— Begin Given passage —
[Date Prev][Date Next][Thread Prev][Thread Next][Date Index][Thread Index]
Re: [Qemu-devel] [ Patch 2/2] virtio-net rsc: support coalescing ipv6 tc
From: |
Jason Wang |
Subject: |
Re: [Qemu-devel] [ Patch 2/2] virtio-net rsc: support coalescing ipv6 tcp traffic |
Date: |
Thu, 17 Mar 2016 16:50:58 +0800 |
User-agent: |
Mozilla/5.0 (X11; Linux x86_64; rv:38.0) Gecko/20100101 Thunderbird/38.5.1 |
On 03/15/2016 05:17 PM, address@hidden wrote:
> From: Wei Xu <address@hidden>
>
> Most things like ipv4 except there is a significant difference between ipv4
> and ipv6, the fragment lenght in ipv4 header includes itself, while it's not
> included for ipv6, thus means ipv6 can carry a real '65535' unit.
>
> Signed-off-by: Wei Xu <address@hidden>
> ---
> hw/net/virtio-net.c | 146
> ++++++++++++++++++++++++++++++++++++++++-----
> include/hw/virtio/virtio.h | 5 +-
> 2 files changed, 135 insertions(+), 16 deletions(-)
— End Given passage —
— Begin Stored data —
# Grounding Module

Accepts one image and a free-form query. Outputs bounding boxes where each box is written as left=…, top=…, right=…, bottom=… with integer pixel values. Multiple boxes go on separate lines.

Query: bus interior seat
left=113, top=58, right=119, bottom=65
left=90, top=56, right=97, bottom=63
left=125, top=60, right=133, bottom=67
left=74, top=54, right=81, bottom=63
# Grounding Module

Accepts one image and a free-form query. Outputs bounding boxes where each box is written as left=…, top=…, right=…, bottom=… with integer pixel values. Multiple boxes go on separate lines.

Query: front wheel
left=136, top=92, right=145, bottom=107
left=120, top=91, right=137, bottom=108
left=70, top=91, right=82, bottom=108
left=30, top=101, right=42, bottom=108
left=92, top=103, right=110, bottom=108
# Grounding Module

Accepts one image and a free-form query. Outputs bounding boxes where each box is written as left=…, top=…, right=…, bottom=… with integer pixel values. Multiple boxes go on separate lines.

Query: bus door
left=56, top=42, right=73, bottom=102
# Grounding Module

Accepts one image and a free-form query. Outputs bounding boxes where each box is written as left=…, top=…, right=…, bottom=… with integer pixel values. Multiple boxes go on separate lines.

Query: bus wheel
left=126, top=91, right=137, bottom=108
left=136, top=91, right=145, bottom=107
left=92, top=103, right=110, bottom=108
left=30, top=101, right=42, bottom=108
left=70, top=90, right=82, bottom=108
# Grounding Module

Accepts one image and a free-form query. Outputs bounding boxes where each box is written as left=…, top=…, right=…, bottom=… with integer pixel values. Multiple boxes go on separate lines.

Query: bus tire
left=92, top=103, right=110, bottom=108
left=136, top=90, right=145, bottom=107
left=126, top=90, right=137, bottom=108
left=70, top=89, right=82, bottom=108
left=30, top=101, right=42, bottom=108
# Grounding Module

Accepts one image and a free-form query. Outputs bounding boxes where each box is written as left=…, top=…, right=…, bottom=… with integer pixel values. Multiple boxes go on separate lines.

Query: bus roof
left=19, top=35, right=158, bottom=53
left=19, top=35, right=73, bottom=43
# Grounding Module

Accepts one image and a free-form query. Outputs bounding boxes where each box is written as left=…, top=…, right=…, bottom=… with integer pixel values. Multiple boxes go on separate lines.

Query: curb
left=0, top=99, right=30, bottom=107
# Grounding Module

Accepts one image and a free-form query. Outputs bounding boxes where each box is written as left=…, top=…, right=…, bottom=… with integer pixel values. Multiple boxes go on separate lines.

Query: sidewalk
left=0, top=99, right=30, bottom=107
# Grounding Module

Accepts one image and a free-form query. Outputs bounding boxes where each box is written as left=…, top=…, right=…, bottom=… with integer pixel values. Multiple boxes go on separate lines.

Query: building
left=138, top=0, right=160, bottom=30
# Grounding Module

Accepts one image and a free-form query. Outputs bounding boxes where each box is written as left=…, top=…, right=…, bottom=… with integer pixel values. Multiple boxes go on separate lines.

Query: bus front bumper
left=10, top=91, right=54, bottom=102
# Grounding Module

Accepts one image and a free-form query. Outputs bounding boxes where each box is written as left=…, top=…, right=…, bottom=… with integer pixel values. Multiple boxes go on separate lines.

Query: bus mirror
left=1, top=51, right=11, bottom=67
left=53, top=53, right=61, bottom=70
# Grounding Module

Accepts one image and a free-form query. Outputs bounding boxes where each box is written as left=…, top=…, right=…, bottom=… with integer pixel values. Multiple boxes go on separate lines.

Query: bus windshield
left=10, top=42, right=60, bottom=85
— End Stored data —
— Begin Stored data —
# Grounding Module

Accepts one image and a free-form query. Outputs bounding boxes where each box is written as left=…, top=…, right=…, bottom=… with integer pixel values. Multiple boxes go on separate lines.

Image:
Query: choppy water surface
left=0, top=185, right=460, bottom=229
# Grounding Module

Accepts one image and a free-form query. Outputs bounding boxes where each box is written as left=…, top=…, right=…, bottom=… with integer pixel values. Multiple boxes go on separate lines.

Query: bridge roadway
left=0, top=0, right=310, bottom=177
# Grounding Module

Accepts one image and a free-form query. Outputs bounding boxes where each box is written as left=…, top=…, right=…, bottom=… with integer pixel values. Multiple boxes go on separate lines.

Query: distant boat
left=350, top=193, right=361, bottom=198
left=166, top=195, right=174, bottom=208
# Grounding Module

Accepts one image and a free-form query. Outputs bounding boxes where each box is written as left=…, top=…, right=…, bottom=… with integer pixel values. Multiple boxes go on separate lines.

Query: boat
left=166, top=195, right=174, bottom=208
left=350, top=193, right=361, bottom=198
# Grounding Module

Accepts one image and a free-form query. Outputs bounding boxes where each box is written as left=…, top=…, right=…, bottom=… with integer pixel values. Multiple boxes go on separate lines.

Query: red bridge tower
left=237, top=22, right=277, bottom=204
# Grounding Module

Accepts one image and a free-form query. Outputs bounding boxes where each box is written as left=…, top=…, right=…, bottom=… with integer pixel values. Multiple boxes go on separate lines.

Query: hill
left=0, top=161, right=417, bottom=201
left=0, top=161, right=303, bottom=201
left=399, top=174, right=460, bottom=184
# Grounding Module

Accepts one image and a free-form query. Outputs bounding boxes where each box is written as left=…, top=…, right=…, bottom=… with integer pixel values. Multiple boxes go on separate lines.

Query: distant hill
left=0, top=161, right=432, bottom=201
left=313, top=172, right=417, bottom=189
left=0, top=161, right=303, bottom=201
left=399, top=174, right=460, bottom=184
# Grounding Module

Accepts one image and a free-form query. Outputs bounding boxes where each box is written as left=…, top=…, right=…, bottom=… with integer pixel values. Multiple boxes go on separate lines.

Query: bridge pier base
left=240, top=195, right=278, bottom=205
— End Stored data —
— Begin Stored data —
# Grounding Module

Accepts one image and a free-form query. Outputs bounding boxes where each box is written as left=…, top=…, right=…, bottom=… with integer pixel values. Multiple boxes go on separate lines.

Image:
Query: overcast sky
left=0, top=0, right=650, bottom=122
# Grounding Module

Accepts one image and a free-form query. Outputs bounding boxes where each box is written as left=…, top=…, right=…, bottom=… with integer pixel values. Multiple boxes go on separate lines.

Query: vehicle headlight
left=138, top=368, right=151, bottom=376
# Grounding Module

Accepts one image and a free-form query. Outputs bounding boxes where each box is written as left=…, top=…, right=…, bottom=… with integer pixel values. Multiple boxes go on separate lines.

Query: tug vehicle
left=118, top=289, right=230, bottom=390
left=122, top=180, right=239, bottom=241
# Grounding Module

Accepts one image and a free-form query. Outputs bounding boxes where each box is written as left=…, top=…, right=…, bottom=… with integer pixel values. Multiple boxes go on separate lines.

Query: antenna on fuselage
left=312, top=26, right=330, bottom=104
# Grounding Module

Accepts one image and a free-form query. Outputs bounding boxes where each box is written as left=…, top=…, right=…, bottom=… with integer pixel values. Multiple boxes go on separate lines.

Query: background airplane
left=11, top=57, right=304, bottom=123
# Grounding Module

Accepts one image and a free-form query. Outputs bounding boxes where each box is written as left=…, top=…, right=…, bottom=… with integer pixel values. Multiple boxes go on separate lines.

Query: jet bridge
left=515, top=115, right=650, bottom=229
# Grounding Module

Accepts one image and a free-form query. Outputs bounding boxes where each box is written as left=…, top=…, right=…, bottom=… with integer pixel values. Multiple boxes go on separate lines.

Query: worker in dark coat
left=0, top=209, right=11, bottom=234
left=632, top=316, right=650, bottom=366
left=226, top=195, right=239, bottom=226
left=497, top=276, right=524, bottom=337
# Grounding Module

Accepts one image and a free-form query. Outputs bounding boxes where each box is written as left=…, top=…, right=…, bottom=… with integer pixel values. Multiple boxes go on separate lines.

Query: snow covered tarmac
— End Stored data —
• _Stated goal A_
Gather every line of the records that contains the string "vehicle", and copy each one out in full.
• _Stated goal B_
Write what comes next in the mailing-list reply about coalescing IPv6 TCP traffic in virtio-net, starting after its last line.

• _Exercise result A_
Query: vehicle headlight
Query: tug vehicle

• _Exercise result B_
>
> diff --git a/hw/net/virtio-net.c b/hw/net/virtio-net.c
> index c23b45f..ef61b74 100644
> --- a/hw/net/virtio-net.c
> +++ b/hw/net/virtio-net.c
> @@ -52,9 +52,14 @@
> #define MAX_IP4_PAYLOAD (65535 - IP4_HDR_SZ)
> #define MAX_TCP_PAYLOAD 65535
>
> -/* max payload with virtio header */
> +#define IP6_HDR_SZ (sizeof(struct ip6_header))
> +#define ETH_IP6_HDR_SZ (ETH_HDR_SZ + IP6_HDR_SZ)
> +#define IP6_ADDR_SIZE 32 /* ipv6 saddr + daddr */
> +#define MAX_IP6_PAYLOAD MAX_TCP_PAYLOAD
> +
> +/* ip6 max payload, payload in ipv6 don't include the header */
> #define MAX_VIRTIO_PAYLOAD (sizeof(struct virtio_net_hdr_mrg_rxbuf) \
> - + ETH_HDR_SZ + MAX_TCP_PAYLOAD)
> + + ETH_IP6_HDR_SZ + MAX_IP6_PAYLOAD)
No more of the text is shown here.